>> Begin Data section

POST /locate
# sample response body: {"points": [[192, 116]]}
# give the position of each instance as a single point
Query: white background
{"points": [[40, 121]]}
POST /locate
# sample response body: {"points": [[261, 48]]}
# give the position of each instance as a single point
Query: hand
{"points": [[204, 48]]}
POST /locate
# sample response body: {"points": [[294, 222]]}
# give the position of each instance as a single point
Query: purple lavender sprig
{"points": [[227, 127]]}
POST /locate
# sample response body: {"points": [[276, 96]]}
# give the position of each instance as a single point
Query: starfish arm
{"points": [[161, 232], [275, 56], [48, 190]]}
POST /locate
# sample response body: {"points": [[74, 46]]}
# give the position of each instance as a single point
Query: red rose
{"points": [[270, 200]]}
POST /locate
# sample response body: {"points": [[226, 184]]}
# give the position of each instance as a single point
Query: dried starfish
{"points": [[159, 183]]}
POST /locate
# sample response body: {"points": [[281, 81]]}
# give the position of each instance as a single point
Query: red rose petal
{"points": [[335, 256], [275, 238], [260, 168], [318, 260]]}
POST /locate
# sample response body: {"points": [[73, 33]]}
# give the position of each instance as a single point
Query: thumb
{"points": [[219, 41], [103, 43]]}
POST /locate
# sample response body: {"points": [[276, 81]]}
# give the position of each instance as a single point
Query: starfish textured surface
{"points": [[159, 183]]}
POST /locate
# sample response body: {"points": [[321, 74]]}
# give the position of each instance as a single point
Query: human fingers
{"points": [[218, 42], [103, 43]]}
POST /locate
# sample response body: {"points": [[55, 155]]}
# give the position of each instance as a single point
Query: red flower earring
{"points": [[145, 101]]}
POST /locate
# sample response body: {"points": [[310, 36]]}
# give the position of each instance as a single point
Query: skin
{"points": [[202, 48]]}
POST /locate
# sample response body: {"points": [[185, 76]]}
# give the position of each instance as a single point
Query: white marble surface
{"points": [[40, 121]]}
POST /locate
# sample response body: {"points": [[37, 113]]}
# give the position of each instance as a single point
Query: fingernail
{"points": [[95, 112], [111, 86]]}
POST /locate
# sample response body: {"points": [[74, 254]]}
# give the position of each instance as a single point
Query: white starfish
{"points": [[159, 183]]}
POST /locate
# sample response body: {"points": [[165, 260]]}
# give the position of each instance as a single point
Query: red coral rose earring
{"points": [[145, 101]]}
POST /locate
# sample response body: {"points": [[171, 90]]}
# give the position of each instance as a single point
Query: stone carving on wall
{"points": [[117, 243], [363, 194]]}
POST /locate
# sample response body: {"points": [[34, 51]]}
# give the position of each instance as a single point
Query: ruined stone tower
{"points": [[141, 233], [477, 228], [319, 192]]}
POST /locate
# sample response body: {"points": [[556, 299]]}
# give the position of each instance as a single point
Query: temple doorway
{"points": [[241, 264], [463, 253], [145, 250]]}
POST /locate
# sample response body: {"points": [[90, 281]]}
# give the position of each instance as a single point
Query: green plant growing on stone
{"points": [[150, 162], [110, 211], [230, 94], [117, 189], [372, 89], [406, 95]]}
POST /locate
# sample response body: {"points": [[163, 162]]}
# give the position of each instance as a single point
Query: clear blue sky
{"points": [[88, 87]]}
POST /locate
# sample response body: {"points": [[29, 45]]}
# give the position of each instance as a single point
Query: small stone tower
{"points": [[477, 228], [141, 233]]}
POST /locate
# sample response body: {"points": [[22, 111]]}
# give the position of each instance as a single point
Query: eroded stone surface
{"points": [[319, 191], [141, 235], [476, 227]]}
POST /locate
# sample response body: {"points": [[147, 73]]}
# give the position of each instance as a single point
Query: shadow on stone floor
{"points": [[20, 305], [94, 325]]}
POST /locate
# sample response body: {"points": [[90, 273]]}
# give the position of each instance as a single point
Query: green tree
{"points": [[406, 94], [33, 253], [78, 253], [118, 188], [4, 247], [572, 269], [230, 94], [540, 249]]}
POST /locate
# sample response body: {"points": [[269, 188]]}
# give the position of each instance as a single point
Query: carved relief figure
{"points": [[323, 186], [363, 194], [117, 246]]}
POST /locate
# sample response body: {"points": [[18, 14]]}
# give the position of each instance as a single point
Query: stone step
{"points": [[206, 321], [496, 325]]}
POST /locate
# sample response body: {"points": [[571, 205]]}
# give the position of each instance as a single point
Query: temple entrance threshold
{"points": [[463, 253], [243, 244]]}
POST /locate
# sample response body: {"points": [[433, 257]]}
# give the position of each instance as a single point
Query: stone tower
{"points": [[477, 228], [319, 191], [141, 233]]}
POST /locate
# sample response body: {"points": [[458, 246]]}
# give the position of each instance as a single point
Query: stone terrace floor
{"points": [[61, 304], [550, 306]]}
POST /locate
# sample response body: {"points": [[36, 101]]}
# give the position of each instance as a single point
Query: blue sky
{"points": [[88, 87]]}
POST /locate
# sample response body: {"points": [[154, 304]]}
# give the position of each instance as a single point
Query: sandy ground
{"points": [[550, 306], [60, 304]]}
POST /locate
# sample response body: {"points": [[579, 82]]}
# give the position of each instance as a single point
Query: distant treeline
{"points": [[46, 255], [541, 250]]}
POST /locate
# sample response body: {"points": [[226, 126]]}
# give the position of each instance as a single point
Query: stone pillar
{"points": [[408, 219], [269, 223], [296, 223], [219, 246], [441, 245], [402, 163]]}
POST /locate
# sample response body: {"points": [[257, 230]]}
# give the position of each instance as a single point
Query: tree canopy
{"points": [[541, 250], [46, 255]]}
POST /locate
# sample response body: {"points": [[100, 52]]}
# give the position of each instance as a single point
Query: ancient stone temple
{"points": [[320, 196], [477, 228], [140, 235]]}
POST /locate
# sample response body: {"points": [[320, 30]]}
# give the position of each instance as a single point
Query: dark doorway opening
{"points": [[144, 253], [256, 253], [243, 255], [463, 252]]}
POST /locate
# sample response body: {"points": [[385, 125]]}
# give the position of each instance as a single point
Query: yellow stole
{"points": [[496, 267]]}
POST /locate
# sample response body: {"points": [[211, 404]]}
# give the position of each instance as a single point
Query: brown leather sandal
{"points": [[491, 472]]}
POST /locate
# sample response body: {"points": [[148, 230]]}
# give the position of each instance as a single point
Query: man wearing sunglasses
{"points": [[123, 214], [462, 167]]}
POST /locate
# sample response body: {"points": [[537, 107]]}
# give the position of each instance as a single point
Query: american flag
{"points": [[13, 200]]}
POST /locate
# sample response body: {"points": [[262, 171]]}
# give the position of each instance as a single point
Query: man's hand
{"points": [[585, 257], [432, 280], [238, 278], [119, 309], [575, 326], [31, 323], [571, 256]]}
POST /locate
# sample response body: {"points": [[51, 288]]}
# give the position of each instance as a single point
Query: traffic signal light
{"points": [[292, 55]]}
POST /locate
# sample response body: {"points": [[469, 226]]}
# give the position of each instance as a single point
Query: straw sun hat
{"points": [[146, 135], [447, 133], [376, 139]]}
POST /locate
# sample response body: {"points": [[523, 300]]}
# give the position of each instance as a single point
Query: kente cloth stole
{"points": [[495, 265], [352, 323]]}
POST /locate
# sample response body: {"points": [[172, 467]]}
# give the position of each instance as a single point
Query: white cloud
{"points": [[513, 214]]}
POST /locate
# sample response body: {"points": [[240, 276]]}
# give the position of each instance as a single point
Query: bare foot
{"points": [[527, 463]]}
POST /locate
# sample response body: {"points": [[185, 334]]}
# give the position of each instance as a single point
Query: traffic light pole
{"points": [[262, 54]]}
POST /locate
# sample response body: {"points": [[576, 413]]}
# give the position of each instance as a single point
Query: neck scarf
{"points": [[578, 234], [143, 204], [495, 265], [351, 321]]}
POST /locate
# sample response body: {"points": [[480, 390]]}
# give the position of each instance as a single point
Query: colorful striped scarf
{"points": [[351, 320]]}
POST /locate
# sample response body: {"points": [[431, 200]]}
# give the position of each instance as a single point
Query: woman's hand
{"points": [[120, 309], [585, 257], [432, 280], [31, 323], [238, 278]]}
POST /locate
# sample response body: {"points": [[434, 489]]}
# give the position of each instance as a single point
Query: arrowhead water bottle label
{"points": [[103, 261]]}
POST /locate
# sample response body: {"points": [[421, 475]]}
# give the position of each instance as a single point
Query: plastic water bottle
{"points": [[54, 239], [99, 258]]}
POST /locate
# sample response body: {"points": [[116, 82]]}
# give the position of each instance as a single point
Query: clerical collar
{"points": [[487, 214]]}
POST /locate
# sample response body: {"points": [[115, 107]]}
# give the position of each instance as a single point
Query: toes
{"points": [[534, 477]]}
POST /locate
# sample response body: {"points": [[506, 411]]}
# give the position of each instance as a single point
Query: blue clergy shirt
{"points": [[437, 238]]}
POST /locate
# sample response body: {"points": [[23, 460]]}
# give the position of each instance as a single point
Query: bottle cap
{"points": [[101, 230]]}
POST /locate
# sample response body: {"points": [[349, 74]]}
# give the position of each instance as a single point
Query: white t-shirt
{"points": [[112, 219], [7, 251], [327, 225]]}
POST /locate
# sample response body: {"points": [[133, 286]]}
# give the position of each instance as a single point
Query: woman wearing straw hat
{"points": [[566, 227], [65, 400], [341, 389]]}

>> End Data section

Direction -> Count the lines in the records that contain the string "earring", treating case as significant. Reply with the number alone.

Exercise solution -> 2